#### Task statement:
Report only the number of lines in the records that contain the word "middle".

#### Material shown:
..............................
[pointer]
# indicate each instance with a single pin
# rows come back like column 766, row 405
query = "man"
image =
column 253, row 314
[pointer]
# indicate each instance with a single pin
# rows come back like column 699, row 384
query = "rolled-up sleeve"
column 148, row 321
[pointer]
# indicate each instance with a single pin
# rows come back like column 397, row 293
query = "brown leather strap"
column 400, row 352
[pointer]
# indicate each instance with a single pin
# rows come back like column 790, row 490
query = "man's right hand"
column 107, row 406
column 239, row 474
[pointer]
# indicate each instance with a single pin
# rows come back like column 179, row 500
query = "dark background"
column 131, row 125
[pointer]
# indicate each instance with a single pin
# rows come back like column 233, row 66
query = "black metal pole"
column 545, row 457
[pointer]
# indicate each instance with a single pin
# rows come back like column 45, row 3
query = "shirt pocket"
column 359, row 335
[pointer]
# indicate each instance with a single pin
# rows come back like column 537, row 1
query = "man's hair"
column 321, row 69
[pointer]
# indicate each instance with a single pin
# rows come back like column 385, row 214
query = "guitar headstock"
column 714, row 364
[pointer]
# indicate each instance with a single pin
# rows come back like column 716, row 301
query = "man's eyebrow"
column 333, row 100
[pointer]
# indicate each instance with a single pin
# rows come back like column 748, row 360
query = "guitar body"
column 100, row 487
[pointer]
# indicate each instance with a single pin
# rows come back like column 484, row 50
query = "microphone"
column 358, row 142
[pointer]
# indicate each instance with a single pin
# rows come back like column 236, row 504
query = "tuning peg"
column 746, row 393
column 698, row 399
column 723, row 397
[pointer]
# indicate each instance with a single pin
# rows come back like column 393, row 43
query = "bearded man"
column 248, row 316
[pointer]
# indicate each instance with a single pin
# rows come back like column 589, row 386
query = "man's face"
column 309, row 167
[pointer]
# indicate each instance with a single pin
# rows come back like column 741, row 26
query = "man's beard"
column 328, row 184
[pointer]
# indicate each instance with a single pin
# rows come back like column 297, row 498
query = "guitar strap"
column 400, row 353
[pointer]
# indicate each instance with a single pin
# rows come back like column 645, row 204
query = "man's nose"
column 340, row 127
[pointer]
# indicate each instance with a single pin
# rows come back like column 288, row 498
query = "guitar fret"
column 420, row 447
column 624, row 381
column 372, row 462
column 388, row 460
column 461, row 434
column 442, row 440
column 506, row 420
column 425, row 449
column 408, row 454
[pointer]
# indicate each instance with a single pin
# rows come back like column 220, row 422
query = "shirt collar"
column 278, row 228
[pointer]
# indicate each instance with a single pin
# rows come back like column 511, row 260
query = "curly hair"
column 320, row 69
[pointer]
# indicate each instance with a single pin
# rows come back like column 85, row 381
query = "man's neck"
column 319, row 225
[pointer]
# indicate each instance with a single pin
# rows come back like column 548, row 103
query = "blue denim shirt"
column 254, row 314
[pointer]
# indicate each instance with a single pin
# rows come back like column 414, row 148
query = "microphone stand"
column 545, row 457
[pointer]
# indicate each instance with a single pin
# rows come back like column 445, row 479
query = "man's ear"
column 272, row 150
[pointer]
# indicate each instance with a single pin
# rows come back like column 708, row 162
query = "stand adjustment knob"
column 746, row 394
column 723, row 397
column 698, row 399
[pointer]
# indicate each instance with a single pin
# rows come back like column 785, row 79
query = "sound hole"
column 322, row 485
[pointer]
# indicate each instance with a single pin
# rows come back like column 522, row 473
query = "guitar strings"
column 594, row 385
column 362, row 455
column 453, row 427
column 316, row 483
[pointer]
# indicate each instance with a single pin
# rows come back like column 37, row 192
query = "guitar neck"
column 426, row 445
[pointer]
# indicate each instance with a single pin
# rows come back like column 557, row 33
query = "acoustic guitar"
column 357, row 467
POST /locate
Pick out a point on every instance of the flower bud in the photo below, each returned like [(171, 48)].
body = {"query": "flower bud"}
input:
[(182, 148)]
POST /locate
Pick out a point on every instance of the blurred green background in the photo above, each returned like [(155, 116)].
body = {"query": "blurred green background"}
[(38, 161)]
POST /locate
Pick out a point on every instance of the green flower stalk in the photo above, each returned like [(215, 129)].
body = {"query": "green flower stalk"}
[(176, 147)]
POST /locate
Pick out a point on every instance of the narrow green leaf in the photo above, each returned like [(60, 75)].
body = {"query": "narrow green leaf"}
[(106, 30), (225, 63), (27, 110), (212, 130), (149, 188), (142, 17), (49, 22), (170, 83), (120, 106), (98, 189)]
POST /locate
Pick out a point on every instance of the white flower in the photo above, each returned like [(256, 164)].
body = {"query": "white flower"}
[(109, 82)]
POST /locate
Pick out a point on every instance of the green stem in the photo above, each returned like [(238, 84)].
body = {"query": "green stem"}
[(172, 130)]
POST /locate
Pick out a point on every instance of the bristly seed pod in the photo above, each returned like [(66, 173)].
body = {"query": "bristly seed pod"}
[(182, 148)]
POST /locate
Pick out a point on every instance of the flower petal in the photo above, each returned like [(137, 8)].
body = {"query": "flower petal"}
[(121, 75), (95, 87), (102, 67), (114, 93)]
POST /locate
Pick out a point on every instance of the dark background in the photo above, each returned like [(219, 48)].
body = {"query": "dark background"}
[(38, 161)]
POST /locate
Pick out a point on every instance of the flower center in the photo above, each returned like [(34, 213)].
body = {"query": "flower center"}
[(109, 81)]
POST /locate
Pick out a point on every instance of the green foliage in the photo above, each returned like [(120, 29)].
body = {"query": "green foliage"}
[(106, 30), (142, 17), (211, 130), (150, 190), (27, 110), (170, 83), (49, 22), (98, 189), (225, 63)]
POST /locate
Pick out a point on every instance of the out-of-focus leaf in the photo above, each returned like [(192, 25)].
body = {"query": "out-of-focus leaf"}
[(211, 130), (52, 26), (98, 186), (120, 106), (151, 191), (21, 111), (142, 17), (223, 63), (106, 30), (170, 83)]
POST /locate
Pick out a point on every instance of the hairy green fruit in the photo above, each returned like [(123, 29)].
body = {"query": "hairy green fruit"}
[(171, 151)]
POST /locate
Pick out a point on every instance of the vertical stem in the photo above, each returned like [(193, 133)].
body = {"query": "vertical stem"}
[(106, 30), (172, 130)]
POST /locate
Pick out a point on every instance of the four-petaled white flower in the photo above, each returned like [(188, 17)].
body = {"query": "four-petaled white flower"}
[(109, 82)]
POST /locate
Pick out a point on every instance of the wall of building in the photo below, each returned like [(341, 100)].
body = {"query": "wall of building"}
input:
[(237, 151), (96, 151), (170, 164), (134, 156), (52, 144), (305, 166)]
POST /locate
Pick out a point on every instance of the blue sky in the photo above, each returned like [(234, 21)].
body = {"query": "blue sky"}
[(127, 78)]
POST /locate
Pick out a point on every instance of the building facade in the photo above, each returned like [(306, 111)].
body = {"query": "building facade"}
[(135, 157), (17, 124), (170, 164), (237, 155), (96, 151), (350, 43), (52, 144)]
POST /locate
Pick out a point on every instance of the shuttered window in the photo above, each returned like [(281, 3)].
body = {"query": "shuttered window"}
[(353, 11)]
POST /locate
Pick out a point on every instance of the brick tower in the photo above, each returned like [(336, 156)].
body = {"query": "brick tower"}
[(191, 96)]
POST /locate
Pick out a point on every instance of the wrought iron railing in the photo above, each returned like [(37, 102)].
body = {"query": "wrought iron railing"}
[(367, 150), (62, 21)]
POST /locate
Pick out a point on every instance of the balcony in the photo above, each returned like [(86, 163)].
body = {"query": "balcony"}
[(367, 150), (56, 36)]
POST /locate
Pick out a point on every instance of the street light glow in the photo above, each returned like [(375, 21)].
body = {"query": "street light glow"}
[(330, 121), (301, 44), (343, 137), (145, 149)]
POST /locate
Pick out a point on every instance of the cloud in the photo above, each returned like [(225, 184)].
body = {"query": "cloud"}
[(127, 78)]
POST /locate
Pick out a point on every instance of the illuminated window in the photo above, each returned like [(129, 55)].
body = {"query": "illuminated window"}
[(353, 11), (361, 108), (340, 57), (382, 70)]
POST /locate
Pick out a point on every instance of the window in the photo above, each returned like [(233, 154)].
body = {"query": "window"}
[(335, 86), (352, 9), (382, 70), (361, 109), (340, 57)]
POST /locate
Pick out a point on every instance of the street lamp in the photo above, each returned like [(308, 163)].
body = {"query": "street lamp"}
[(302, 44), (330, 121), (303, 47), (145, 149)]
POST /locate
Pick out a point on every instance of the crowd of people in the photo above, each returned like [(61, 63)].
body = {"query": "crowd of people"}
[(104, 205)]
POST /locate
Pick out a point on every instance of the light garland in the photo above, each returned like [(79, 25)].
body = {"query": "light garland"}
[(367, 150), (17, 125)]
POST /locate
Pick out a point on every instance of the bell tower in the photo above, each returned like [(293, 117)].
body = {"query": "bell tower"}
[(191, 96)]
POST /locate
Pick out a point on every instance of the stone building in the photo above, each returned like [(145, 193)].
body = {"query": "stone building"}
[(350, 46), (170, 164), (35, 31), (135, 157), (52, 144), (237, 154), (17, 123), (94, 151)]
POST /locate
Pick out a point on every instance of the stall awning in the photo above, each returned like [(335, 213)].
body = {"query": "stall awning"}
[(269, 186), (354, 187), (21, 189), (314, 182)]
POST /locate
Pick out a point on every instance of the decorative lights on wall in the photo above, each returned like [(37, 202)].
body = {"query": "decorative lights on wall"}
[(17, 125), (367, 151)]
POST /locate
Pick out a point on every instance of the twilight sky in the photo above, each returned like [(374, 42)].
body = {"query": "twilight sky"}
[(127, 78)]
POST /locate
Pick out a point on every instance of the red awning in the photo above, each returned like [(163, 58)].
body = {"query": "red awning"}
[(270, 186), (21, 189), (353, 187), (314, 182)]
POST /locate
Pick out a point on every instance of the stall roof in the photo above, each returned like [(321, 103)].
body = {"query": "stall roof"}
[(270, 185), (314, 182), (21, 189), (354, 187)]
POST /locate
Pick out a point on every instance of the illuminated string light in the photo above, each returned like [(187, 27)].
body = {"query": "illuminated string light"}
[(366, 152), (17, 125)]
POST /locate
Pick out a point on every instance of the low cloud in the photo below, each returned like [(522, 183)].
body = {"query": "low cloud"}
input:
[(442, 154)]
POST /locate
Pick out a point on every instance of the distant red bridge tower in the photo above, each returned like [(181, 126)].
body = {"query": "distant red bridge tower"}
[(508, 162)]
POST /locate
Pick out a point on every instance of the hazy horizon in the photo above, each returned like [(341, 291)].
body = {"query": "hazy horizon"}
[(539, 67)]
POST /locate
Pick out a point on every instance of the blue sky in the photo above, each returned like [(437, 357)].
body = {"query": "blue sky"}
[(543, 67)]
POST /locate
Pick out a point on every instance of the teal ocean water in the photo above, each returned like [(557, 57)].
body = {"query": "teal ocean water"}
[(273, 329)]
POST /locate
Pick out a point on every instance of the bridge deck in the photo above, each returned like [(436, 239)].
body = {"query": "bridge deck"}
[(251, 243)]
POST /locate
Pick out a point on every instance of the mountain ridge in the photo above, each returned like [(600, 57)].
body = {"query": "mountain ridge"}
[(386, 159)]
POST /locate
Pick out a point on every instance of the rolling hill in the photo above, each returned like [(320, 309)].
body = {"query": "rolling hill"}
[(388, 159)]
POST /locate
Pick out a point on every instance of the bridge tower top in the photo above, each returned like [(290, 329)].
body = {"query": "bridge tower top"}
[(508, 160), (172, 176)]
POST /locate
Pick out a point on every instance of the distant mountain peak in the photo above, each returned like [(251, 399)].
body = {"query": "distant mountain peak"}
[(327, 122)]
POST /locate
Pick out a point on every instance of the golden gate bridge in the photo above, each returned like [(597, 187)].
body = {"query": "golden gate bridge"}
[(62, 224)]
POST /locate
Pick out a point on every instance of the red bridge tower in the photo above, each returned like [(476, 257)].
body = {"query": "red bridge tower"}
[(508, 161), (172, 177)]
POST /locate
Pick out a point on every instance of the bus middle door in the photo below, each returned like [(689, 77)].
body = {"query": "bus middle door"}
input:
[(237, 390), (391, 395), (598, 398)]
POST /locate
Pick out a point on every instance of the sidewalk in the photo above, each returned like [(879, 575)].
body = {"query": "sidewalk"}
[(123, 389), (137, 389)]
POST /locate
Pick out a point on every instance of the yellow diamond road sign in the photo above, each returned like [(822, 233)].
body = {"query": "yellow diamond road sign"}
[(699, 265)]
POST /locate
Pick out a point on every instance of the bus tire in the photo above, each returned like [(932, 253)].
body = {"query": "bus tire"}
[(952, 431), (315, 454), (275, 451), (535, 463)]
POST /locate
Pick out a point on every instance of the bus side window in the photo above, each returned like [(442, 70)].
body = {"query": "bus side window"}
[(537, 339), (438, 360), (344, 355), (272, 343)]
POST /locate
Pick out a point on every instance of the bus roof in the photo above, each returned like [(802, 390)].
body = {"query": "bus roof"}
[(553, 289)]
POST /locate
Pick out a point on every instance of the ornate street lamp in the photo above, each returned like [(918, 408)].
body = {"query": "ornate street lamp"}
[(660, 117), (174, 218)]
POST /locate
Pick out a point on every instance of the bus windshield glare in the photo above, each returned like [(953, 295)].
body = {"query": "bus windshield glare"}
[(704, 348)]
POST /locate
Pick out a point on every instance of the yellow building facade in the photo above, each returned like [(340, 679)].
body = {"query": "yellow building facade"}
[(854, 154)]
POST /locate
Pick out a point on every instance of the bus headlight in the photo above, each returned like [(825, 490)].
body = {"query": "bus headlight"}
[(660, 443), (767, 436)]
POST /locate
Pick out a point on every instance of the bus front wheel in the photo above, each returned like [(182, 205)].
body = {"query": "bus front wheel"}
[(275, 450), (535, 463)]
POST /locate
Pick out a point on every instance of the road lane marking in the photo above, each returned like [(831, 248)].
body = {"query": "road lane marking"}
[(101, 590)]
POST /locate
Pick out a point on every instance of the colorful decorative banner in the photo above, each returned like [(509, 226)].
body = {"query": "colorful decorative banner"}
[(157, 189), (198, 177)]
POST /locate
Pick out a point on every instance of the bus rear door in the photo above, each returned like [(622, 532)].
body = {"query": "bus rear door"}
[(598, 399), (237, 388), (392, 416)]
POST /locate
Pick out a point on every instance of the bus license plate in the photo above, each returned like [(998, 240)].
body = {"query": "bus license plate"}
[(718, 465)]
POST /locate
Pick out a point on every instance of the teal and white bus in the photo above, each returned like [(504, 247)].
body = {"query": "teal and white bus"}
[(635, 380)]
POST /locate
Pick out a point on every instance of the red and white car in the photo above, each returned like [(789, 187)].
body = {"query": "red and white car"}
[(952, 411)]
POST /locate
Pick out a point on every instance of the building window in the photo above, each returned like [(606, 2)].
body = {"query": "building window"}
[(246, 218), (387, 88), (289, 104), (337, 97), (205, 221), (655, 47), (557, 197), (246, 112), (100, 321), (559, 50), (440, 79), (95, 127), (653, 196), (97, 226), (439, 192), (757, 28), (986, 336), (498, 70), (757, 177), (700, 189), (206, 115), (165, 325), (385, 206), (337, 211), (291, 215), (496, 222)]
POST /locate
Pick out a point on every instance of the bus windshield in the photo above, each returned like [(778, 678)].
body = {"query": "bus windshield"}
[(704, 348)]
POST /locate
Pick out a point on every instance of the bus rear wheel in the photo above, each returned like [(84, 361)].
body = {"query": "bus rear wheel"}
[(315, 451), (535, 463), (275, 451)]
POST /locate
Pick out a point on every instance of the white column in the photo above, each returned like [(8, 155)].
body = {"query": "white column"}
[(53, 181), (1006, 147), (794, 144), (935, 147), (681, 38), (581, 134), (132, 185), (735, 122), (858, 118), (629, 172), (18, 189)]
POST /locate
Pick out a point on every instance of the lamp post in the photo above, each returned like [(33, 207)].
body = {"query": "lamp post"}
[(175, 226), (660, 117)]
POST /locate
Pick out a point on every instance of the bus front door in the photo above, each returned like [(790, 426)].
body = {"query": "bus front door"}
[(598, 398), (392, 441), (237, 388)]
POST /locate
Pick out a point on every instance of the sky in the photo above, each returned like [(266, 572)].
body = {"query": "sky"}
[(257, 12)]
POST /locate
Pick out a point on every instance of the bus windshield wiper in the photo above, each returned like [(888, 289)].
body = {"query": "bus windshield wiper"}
..............................
#### Solution to this task:
2